-- START Document text --
Like the limited promises of militancy, neither the frustrations of the years that followed, nor the growing understanding that neoliberalism was a class project favoring corporations and the rich, led to getting radical alternatives on the agenda. By the end of the eighties, few disagreed with Leonard Cohen’s laconic declaration that “Everybody knows the war is over, everybody knows the good guys lost.” They nodded in passive agreement as Cohen intoned that “Everybody knows the boat is leaking, everybody knows the captain lied.” But knowing you’d been had did not necessarily lead to rebellion. In the continuing absence of the independent structures necessary for confident struggle, the “there-is-no alternative” hymn carried the day.

When the great financial crisis hit in 2007, it seemed that a profound reaction from below would finally come. The legitimacy of bankers, financiers, corporate elites more generally, state institutions, and political parties took a severe beating.

Yet once again there were no political explosions, no new signs of a robust base for a new politics. As significant as the discrediting of establishment institutions was, on its own that was not enough. Occupy, to its credit, showed that a crude class analysis could touch a popular nerve and that radical actions could similarly elicit public sympathy. But without a strategy to broaden its base and (especially) move workers to occupy spaces that were more than symbolic — factories, schools, government buildings — the Occupy movement too faded.

Sanders and Left Social Democracy

Then suddenly and remarkably, after the expected didn’t happen the unexpected did. The stunning success of the Bernie Sanders campaign was predicted by almost no-one, including on the radical left itself. For the first time in almost seven decades, the possibility of a mass socialist party that extended beyond the usual suspects suddenly seemed an actual possibility in the United States and, by extension, in Canada as well.

The Sanders phenomenon not only caught the Left by surprise; it also went against the grain of the socialist left’s traditional warning that nothing could come from running under the banner of the Democratic Party. After all, it had been the Democrats under Carter that first initiated the neoliberal period and in sixteen of the last twenty-four years the Democrats had been in office implementing neoliberal policies.

Ignoring that counsel, the Sanders campaign brought tens of thousands of young activists to formal politics — a truly historic shift for so many in the social movements. It drew wide support from rank-and-file union members excited about a candidate that they could support as more than the lesser of two evils (even as most trade-union leaders, concerned with Sanders’s radicalism and electability, observed that enthusiasm with nervous eyes). The campaign put forth a broad social-democratic program on inequality, regulating Wall Street, health care, education, housing, and jobs and expanded the political discourse to include the categories of class, power, and democratic socialism. It even demonstrated that money was not a definitive barrier to an electoral challenge.

When Sanders lost to Clinton this reinforced the arguments of those claiming it was long past time to give up on the Democratic Party and move on to build a socialist party. Trump’s march through the Republican primaries to victory and then on to the presidency reinforced the urgency of creating a new party of the Left.
-- END Document text --
-- START Data shown --
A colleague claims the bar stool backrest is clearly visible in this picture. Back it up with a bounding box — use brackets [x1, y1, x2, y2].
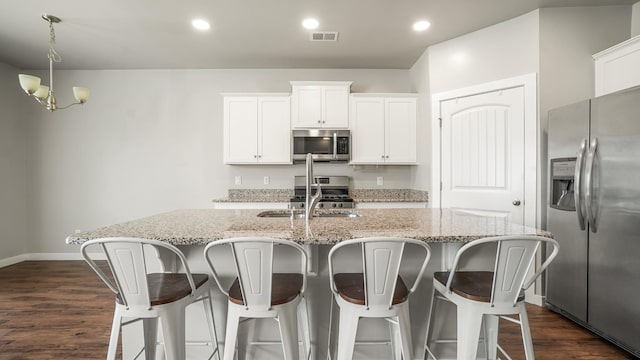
[205, 237, 307, 311]
[81, 238, 196, 308]
[329, 237, 431, 310]
[446, 235, 558, 306]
-- END Data shown --
* Set tasks
(a) According to the passage on Sanders and the Left, in how many of the last twenty-four years had the Democrats been in office implementing neoliberal policies?
(b) In the passage on Sanders and the Left, reproduce word for word the stretch from "When the great" through "movement too faded.".

* Answer set
(a) Sixteen.

(b)
When the great financial crisis hit in 2007, it seemed that a profound reaction from below would finally come. The legitimacy of bankers, financiers, corporate elites more generally, state institutions, and political parties took a severe beating.

Yet once again there were no political explosions, no new signs of a robust base for a new politics. As significant as the discrediting of establishment institutions was, on its own that was not enough. Occupy, to its credit, showed that a crude class analysis could touch a popular nerve and that radical actions could similarly elicit public sympathy. But without a strategy to broaden its base and (especially) move workers to occupy spaces that were more than symbolic — factories, schools, government buildings — the Occupy movement too faded.